*Dataset:*

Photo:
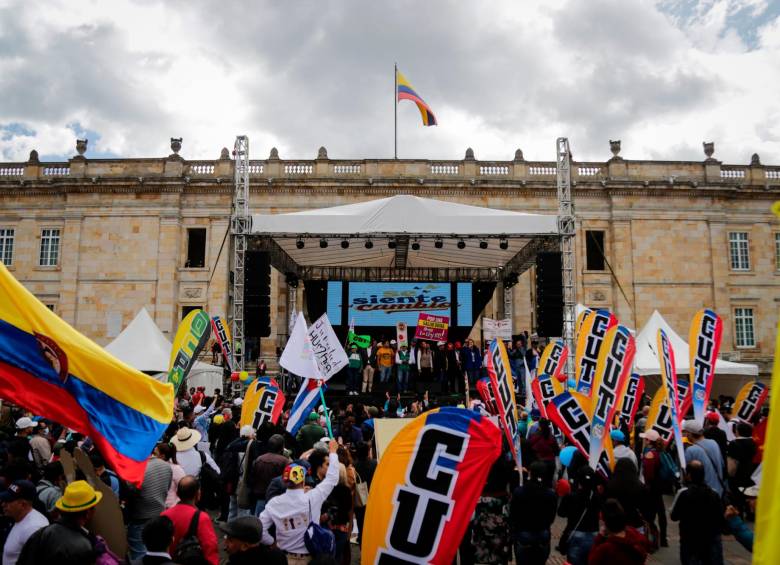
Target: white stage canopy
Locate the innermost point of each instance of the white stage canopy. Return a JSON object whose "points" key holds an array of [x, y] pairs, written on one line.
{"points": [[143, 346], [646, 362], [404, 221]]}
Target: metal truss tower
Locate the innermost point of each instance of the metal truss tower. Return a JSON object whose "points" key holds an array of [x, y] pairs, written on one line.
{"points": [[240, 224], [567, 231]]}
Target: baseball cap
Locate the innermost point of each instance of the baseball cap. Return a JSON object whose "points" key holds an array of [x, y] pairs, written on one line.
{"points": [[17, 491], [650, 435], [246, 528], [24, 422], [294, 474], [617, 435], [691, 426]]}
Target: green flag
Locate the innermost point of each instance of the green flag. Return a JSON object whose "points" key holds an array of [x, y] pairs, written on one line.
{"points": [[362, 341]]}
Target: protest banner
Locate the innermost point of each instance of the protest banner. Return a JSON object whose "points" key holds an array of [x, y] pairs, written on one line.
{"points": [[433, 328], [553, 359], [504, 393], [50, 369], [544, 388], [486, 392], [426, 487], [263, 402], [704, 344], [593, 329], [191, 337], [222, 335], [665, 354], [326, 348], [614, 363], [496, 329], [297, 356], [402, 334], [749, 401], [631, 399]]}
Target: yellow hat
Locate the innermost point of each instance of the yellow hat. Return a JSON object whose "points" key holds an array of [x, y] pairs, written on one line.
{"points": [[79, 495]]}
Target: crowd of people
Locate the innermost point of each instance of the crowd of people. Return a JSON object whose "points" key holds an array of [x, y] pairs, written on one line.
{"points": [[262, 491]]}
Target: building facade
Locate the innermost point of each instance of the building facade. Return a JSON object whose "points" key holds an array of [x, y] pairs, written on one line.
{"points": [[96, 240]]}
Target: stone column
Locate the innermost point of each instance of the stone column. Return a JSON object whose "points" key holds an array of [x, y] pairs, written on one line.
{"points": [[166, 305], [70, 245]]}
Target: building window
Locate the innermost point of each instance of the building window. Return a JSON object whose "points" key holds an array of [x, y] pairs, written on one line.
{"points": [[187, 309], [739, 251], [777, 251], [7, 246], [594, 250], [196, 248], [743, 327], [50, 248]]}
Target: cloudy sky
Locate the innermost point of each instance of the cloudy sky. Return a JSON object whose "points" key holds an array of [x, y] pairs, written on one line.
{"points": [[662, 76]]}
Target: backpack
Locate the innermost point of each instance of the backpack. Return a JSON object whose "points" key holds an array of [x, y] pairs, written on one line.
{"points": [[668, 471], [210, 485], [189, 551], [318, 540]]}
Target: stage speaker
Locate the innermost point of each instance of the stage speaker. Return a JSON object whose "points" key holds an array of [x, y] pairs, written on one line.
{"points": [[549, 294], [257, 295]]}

---

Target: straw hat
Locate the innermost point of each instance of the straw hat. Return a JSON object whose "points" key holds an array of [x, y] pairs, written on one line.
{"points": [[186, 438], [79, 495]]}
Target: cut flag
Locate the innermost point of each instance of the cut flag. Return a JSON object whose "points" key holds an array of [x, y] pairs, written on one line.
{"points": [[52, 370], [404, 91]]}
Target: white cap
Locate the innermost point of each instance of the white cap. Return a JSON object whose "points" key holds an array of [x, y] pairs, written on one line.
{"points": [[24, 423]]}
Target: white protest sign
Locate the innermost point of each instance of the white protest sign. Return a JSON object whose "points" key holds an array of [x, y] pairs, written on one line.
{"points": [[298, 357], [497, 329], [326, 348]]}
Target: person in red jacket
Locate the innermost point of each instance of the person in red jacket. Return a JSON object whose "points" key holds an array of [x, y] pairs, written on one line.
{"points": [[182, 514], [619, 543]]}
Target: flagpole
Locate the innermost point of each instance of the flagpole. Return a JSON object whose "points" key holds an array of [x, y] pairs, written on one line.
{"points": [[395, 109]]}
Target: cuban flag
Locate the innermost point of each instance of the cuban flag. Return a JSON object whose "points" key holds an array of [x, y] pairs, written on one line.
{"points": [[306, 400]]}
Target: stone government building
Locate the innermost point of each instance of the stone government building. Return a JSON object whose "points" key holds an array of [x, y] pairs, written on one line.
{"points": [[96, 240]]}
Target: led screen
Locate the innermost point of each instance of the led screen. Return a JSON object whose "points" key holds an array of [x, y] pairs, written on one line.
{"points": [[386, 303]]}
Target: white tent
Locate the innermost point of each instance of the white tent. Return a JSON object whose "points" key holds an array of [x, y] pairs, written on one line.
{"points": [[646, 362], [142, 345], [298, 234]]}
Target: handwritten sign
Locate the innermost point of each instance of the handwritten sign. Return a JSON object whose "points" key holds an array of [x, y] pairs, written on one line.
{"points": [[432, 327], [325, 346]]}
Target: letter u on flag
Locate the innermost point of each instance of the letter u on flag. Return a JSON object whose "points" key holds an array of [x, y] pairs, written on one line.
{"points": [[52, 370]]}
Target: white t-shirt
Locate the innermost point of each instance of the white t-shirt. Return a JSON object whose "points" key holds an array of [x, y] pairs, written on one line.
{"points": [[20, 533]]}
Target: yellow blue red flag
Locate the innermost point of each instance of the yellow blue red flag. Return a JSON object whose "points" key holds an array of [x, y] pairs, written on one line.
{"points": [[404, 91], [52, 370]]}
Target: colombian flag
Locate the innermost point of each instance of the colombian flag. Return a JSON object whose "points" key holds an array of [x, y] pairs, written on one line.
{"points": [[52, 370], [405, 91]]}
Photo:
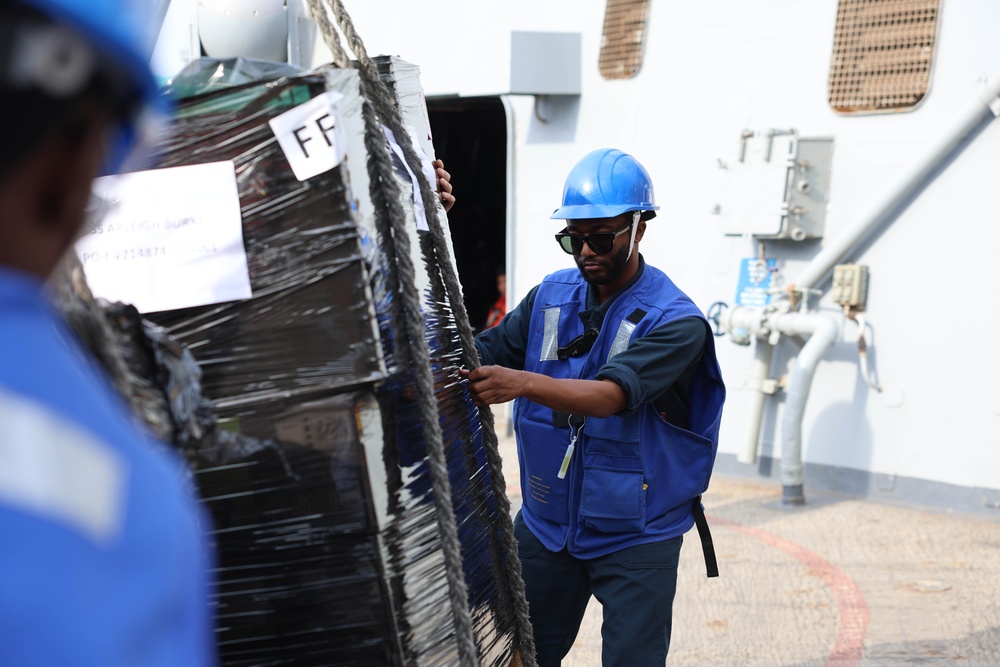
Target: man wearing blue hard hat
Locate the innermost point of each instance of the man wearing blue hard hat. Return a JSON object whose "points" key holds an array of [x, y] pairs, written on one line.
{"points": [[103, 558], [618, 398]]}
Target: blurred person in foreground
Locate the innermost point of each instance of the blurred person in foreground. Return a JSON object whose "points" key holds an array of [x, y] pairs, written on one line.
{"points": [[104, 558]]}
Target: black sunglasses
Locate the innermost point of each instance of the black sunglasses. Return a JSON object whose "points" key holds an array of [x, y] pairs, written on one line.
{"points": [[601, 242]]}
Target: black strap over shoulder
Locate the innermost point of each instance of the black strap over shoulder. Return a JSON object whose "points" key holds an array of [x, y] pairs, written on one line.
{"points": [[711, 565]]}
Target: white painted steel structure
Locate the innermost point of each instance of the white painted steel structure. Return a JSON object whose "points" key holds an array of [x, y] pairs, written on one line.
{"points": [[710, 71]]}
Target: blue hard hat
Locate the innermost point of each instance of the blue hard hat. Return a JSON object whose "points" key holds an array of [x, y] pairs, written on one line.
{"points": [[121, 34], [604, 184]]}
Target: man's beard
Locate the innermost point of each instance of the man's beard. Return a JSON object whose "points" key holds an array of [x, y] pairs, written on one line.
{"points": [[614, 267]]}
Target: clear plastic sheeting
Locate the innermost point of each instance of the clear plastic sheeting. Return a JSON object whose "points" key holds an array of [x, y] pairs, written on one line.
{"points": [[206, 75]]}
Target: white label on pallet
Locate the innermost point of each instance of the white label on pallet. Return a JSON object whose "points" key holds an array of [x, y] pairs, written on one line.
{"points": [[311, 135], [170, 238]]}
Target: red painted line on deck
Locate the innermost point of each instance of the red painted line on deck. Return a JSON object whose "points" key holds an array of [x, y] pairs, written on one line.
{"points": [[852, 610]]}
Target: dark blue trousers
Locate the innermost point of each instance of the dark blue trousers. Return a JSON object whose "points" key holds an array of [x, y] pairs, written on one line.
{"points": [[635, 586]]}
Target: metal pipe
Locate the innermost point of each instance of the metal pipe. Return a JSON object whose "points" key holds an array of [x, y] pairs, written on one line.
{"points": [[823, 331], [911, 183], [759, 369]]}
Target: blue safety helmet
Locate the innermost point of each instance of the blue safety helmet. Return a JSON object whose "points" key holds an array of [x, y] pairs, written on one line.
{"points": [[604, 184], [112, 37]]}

*Task statement:*
Count the lines in the records above that contain the string "pipe", and reply with that number alone.

*Solved problem:*
2